[[ Dataset content, beginning ]]
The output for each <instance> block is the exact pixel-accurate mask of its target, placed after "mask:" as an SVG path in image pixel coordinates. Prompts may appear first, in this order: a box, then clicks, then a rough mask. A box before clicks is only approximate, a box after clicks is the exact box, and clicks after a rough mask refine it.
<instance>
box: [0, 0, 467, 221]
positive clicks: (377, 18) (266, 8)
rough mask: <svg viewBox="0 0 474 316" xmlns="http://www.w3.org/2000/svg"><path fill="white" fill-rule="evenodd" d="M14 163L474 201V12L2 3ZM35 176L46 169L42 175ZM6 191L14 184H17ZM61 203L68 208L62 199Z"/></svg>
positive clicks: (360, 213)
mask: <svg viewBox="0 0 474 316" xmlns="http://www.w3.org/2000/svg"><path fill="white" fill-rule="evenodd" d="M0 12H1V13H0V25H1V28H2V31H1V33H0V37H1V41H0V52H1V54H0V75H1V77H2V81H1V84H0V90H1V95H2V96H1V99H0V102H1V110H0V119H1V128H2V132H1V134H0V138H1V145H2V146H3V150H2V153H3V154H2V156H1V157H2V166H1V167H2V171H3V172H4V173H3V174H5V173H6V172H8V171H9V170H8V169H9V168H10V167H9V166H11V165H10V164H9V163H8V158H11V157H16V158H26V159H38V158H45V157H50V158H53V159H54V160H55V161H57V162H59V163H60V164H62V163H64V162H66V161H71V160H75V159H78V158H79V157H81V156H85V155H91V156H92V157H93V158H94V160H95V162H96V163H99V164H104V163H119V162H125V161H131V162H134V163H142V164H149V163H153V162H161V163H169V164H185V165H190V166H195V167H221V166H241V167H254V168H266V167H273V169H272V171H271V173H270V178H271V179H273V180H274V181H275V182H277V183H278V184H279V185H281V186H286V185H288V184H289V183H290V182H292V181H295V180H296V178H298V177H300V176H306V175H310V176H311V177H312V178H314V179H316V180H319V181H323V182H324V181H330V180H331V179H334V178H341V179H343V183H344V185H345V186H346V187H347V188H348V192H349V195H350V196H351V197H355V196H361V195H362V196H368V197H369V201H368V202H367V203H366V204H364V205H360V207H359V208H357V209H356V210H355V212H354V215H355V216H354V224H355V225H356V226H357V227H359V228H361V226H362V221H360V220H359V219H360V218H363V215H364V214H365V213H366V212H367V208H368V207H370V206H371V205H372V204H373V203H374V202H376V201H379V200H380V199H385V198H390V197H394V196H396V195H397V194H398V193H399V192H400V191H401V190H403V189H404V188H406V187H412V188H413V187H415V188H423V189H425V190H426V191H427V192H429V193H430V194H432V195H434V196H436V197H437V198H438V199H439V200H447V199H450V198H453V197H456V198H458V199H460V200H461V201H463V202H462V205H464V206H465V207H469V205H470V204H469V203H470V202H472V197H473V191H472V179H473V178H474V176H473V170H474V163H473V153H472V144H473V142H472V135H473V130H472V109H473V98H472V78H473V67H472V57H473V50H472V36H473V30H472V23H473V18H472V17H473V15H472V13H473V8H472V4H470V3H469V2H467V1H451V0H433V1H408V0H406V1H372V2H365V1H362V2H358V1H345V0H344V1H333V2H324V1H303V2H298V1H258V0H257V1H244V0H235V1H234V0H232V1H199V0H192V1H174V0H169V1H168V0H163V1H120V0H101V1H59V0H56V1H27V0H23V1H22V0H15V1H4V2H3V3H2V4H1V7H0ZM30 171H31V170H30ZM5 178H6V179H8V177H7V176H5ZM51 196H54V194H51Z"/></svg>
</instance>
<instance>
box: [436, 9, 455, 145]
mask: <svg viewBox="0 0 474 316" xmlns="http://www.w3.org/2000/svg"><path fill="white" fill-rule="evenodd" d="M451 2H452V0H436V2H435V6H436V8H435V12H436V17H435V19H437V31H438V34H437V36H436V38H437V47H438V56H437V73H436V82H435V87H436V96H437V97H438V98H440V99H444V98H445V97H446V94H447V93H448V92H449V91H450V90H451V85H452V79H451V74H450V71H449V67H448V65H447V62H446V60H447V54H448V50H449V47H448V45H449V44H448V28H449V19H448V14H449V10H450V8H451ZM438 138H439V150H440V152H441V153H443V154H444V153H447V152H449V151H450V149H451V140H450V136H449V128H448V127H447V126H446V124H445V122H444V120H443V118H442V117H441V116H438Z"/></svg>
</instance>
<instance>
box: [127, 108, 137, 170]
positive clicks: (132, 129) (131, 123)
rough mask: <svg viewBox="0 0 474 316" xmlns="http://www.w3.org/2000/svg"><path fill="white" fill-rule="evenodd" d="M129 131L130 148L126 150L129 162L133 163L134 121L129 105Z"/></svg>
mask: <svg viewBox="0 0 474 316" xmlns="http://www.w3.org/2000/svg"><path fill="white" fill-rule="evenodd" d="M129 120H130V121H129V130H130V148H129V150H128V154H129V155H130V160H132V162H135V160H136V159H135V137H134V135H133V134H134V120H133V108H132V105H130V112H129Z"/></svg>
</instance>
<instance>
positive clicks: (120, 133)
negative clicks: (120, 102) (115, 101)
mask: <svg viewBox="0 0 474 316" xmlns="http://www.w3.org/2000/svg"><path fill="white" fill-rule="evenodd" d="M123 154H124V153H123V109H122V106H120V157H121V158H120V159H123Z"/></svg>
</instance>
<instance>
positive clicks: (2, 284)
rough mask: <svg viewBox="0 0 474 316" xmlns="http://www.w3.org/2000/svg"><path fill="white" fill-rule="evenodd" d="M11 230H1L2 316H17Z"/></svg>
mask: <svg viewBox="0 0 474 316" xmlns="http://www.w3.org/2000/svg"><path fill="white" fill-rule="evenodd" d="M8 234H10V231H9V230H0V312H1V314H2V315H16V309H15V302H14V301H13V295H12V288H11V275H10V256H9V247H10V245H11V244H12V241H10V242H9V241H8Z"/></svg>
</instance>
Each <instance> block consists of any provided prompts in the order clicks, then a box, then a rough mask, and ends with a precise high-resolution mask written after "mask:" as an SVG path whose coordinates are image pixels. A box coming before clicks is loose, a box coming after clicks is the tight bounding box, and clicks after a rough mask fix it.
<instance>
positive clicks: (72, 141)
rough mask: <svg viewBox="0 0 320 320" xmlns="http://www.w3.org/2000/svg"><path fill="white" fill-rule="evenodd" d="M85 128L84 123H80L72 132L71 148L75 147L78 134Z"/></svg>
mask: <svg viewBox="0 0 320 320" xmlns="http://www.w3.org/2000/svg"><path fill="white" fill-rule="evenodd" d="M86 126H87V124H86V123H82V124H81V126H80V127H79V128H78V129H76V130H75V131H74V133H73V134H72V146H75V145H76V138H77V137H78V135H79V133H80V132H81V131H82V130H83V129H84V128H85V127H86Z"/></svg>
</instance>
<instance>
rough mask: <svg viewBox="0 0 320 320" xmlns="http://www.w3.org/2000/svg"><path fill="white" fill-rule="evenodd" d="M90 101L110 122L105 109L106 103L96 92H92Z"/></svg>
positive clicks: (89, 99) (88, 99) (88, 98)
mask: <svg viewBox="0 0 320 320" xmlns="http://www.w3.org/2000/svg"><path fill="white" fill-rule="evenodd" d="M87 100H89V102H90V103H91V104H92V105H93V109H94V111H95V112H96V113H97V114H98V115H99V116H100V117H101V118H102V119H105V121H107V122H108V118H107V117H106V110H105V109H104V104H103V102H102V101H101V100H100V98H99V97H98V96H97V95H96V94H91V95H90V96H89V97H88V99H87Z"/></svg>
[[ Dataset content, end ]]
Take the lines from the start of the records through the line that contains "positive clicks: (360, 213)", and give them again with "rough mask" swapped for "coarse mask" everywhere and nothing else changed.

The output for each <instance> block is the exact pixel-accurate mask of its target, placed after "mask:" as an SVG path in image pixel coordinates. Prompts may appear first, in this order: a box, then clicks, then a coarse mask. A box before clicks is only approximate, a box after clicks is the exact box, and clicks after a coarse mask refine it.
<instance>
box: [0, 0, 467, 221]
positive clicks: (377, 18) (266, 8)
coarse mask: <svg viewBox="0 0 474 316" xmlns="http://www.w3.org/2000/svg"><path fill="white" fill-rule="evenodd" d="M14 163L474 201V12L2 3ZM35 176L46 169L42 175ZM6 191L14 184H17ZM61 203L68 208L62 199Z"/></svg>
positive clicks: (360, 213)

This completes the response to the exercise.